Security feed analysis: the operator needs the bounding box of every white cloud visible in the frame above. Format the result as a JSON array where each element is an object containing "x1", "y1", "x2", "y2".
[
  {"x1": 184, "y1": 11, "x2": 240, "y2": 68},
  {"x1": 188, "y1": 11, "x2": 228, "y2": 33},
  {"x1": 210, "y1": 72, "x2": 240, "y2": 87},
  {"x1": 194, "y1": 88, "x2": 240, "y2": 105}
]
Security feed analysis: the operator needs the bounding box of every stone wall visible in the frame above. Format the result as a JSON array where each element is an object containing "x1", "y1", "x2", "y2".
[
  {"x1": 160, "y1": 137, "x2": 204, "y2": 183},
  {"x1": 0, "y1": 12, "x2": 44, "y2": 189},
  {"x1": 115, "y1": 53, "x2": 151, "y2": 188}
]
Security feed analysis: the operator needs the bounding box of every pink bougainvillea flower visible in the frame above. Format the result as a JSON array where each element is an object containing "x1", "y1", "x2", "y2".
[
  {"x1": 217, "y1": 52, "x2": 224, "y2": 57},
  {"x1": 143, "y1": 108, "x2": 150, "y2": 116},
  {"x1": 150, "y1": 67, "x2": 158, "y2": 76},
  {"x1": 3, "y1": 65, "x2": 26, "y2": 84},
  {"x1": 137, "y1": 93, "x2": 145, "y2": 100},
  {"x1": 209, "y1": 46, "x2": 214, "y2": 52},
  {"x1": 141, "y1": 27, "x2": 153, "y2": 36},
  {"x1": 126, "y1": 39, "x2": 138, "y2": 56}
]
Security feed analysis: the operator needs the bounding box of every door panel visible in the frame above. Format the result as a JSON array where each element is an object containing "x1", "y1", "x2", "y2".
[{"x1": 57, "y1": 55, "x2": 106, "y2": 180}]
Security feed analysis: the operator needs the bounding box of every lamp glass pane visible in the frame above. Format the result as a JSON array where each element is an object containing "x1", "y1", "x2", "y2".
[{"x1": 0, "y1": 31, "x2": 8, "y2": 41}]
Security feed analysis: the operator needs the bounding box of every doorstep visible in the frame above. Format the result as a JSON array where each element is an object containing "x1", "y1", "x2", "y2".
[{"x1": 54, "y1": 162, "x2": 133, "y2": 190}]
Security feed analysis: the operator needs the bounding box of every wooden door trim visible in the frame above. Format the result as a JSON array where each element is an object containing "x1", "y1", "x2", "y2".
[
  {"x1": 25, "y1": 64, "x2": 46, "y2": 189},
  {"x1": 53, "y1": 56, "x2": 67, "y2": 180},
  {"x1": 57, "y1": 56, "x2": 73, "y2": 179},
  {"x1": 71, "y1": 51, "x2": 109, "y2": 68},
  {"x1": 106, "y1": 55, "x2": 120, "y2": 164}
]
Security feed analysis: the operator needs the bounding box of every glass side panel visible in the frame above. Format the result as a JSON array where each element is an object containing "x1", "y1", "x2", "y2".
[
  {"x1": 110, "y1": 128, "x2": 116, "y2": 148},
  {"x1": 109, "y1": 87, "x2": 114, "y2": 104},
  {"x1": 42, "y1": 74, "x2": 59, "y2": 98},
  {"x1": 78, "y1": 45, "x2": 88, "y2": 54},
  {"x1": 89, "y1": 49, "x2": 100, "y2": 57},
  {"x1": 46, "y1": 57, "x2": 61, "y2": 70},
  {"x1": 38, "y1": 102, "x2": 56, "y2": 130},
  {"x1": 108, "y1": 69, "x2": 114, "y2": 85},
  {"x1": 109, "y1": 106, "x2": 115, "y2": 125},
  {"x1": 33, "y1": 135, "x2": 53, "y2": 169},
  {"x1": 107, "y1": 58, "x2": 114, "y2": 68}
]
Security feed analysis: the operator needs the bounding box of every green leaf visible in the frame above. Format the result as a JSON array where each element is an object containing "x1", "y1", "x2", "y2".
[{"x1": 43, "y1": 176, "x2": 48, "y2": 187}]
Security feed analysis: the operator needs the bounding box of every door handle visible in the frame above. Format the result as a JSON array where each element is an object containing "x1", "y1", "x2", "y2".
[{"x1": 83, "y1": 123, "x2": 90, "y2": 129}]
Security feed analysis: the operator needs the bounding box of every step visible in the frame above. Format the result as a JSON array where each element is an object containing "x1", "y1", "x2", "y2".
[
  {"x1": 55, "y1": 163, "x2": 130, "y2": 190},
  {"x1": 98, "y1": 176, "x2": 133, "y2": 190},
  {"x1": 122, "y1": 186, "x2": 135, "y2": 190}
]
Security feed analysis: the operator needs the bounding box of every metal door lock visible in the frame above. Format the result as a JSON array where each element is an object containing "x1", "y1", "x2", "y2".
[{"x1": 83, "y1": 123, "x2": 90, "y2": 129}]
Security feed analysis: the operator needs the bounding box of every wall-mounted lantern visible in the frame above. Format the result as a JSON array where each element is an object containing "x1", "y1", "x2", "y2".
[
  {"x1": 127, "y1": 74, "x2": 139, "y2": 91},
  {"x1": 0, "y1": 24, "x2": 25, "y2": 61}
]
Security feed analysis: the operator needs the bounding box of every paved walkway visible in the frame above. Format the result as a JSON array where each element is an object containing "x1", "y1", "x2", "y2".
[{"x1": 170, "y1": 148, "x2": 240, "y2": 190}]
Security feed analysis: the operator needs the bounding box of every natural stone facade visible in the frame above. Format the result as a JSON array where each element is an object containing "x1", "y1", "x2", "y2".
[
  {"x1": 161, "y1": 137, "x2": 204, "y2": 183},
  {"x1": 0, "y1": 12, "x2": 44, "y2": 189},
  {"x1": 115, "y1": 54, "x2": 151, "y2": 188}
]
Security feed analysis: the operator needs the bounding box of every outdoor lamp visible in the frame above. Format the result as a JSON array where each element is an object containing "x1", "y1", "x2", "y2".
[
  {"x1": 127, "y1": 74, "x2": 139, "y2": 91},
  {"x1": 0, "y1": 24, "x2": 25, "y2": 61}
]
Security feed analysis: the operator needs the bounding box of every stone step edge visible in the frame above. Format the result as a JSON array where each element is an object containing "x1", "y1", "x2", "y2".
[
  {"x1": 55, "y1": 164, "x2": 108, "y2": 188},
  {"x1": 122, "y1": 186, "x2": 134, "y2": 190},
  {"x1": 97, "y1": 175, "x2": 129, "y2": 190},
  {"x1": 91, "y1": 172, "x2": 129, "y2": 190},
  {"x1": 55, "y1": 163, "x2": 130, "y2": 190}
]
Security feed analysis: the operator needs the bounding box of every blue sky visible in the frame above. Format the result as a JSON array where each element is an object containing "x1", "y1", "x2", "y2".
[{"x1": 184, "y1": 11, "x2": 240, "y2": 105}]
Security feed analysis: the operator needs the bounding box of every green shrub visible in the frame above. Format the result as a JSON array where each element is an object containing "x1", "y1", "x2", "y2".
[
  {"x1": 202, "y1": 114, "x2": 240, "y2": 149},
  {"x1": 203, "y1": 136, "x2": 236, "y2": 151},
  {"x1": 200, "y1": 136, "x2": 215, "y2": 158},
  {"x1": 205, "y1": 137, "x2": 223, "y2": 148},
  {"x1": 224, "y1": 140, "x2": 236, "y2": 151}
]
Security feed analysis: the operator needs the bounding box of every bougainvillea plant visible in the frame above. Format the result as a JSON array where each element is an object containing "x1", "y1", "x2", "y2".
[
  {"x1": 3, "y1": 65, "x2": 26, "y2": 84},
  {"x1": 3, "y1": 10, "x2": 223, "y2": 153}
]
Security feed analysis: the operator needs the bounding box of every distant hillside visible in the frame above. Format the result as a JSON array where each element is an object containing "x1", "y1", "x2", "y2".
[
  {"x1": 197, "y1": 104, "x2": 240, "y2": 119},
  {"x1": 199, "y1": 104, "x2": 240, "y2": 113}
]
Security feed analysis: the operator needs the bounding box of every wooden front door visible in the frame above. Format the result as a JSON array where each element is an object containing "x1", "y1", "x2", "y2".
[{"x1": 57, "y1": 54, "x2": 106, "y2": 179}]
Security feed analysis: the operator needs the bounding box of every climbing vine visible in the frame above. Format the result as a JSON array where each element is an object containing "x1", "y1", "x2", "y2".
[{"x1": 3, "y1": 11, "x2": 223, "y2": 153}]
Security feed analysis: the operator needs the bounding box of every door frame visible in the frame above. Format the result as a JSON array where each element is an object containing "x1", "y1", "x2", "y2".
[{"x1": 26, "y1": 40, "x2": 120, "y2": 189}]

──────

Task directions: Which lines run from the one with "every door frame" through the end of the listing above? Restate them word for word, with nothing else.

Response to the task:
Security feed analysis: the operator needs the bounding box of every door frame visible in the frame above. Format the result as a JSON array where each element is an object containing "x1", "y1", "x2", "y2".
[{"x1": 26, "y1": 40, "x2": 120, "y2": 189}]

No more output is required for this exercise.